→ PASSAGE PROVIDED:
──────

简体   繁体   中英

How to iterate over JSON array to find value with changing keys?

I am trying to extract many values from a JSON array so I am iterating through it to extract the values based on their keys, however one of the keys changes depending on the item and I am getting a KeyError when the loop comes across the different key.

I've tried using try and except to catch this but since I am looping through the entire array it will throw the same exception for the other key this time.

Here is my code to extract the values:

df = []

for item in json_response["items"]:
    df.append({
        'AccountName': item["accountName"],
        'Action': item["action"],
        'Application': item["application"],
        'AppID': item["attributes"]["appId"],
        'AppName': item["attributes"]["AppName"],
        'Errors': item["attributes"]["errors"],
        'ContextID': item["contextid"],
        'Created': item["created"],
        'HostName': item["hostname"],
        'EventID': item["id"],
        'Info': item["info"],
        'ipaddr': item["ipaddr"],
        'EventSource': item["source"],
        'Stack': item["stack"],
        'Target': item["target"],
        'TrackingID': item["trackingId"],
        'Type': item["type"]
        })

──────

→ ENTRIES SUPPLIED:
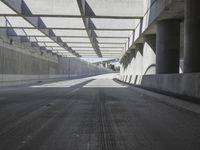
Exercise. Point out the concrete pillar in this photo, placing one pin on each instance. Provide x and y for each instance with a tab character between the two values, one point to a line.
167	46
149	54
139	59
192	33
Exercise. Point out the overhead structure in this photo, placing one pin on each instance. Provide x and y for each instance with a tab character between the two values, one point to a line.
72	28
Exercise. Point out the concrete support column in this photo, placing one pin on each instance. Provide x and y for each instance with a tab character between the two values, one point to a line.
139	59
192	36
149	54
167	46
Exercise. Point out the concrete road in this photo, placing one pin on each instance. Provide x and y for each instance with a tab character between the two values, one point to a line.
93	113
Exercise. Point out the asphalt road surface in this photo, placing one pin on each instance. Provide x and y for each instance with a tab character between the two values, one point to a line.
93	113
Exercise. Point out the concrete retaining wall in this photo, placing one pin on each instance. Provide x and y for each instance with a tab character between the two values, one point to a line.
21	64
185	85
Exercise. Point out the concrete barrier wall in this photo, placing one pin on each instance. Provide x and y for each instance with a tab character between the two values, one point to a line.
21	64
185	85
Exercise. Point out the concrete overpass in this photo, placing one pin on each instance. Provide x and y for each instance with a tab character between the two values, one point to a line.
52	99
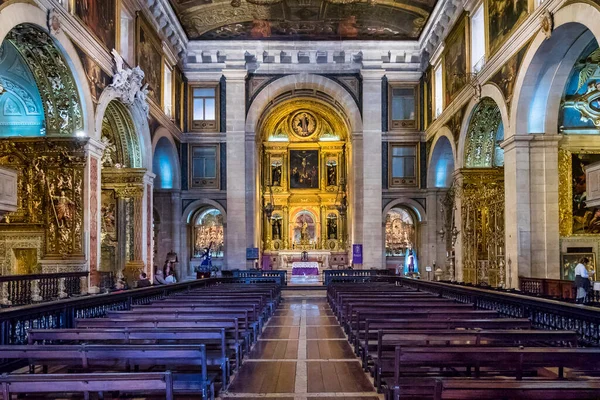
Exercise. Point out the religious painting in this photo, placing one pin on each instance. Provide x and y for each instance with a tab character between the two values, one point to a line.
332	226
586	220
97	78
304	169
276	168
100	17
506	78
209	233
304	124
503	17
455	61
305	228
399	232
569	262
331	172
149	58
26	262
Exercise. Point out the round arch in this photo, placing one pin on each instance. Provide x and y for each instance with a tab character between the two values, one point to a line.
416	208
442	159
16	14
487	90
303	81
139	119
165	161
545	70
193	207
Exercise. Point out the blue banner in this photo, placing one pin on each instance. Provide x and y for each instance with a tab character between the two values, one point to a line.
357	254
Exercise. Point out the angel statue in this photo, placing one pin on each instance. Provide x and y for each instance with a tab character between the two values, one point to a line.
63	208
589	67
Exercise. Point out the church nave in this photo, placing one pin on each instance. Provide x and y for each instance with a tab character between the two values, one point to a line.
302	354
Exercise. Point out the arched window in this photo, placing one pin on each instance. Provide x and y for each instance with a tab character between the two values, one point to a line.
209	231
399	232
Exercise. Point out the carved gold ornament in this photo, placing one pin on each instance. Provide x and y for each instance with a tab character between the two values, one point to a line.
304	124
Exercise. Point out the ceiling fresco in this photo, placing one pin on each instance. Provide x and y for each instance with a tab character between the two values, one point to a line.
303	19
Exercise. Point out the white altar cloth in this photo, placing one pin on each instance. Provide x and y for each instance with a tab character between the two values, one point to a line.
305	268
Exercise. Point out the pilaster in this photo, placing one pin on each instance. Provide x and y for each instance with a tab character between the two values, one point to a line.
371	169
236	233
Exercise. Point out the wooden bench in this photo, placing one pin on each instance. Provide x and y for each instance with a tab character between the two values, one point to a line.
468	389
381	361
140	383
213	339
183	361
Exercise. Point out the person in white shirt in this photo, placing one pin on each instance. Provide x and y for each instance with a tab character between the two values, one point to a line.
170	278
582	280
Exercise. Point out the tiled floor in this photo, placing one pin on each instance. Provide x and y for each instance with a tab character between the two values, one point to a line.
302	354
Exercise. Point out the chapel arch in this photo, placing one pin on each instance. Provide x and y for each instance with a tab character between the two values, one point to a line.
304	150
123	184
478	196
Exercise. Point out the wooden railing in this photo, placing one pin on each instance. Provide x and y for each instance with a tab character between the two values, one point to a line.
353	275
554	288
278	276
544	313
18	290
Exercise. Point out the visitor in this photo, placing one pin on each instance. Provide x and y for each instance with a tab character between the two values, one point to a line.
143	281
170	278
582	280
159	278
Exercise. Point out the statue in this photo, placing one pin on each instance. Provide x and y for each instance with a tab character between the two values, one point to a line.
304	231
63	209
128	83
410	263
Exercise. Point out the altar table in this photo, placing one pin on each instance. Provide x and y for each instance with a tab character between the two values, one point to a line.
305	268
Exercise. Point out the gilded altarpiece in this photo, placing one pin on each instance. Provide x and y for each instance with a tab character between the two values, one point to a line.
48	223
304	176
481	197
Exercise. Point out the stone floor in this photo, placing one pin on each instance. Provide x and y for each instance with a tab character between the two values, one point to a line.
302	354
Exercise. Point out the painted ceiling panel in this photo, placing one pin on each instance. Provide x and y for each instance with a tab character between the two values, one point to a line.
303	19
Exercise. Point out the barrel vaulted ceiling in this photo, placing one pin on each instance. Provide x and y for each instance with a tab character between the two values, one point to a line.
303	19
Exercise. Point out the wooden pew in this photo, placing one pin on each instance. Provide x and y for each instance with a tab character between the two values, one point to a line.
231	326
213	339
187	363
358	323
140	383
382	360
468	389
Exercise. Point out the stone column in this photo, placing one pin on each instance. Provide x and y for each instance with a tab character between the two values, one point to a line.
373	247
517	213
236	236
176	227
93	199
545	236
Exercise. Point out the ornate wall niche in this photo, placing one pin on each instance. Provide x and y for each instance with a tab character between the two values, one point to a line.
57	87
485	132
50	190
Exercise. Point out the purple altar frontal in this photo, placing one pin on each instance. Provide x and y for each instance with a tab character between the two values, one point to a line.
305	271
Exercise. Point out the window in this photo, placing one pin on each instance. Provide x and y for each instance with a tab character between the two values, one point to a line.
404	165
402	107
204	104
126	36
439	91
477	40
168	92
205	167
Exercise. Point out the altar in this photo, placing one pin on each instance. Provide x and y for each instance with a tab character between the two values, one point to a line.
304	268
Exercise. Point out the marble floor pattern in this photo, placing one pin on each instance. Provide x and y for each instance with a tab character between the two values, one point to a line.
302	354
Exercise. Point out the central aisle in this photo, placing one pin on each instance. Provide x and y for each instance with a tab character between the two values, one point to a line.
302	354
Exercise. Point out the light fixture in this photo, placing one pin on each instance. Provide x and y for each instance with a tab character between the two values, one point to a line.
270	206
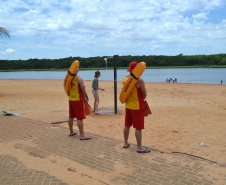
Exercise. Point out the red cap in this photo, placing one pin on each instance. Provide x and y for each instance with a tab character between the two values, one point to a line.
132	65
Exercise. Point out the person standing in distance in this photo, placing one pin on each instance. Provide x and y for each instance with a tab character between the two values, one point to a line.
95	86
77	99
135	112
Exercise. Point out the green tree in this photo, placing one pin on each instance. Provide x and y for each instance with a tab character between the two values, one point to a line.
4	32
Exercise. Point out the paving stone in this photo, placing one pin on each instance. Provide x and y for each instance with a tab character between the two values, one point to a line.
101	154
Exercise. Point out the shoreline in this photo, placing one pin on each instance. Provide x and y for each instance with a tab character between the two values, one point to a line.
184	115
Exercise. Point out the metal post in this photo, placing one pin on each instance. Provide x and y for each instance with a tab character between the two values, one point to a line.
115	83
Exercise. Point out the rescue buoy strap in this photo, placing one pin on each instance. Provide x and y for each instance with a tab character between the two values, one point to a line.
69	72
134	76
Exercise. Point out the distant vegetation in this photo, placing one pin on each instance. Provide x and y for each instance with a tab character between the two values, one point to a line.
218	60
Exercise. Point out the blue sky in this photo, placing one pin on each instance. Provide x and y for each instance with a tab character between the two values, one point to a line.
87	28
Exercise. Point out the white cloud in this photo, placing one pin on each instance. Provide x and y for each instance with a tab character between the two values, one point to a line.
9	51
200	16
125	27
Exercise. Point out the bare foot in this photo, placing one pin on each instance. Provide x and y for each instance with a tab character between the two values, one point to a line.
85	138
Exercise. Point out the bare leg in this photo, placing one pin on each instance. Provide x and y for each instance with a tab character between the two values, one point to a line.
70	124
138	134
96	103
81	130
126	136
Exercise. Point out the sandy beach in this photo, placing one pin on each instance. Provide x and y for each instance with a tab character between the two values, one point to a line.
184	115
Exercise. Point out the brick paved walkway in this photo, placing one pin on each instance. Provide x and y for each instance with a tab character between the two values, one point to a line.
103	160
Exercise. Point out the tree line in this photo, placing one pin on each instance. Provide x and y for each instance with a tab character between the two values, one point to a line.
122	61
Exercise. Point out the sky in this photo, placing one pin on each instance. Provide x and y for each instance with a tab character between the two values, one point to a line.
53	29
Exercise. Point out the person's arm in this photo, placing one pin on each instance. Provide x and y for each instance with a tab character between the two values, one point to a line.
141	84
82	86
96	86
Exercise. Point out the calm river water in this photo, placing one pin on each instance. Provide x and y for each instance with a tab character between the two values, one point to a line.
183	75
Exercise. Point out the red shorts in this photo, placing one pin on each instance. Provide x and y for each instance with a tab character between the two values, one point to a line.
77	109
135	118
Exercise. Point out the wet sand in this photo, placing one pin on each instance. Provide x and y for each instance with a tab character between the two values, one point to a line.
184	115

──────

→ WORK TO COMPLETE:
1 – In the forum question about the JSON array, what is the stretch from "I've tried using" through "key this time."? Copy it word for word.
2 – Answer these questions about the JSON array forum question:
(a) What error does the loop raise when it reaches an item with a different key?
(b) What did the poster try using to catch that error?
(c) In the code, which dictionary key gets the value of item["trackingId"]?
3 – Could you continue the forum question about iterating over a JSON array, picking up after its final line?

→ TASK ANSWERS:
1 –
I've tried using try and except to catch this but since I am looping through the entire array it will throw the same exception for the other key this time.

2 –
(a) A KeyError.
(b) Try and except.
(c) 'TrackingID'.

3 –
Here is an example JSON from a larger array I am extracting from:

{
    "accountName": null,
    "action": "Disable",
    "application": "Application1",
    "attributes": {
        "appId": "7d264050024",
        "AppName": "Application1",
        "errors": [
            "Rule: Rule not found."
        ]
    },
    "contextid": null,
    "created": 1553194821098,
    "hostname": null,
    "id": "ac09ea0082",
    "info": null,
    "ipaddr": null,
    "source": "System1",
    "stack": null,
    "target": "TargetName1.",
    "trackingId": null,
    "type": null
}

This would work but sometimes the "attributes" looks like:

    "attributes": {
        "appId": "7d2451684288",
        "cloudAppName": "Application1",
        "RefreshFailure": true
    }

How can I extract either the "errors" value or the "RefreshFailure" value when iterating over the entire array?

Test key existence in attributes to retrieve the different values:

df = []

for item in json_response["items"]:
    errors = "NA"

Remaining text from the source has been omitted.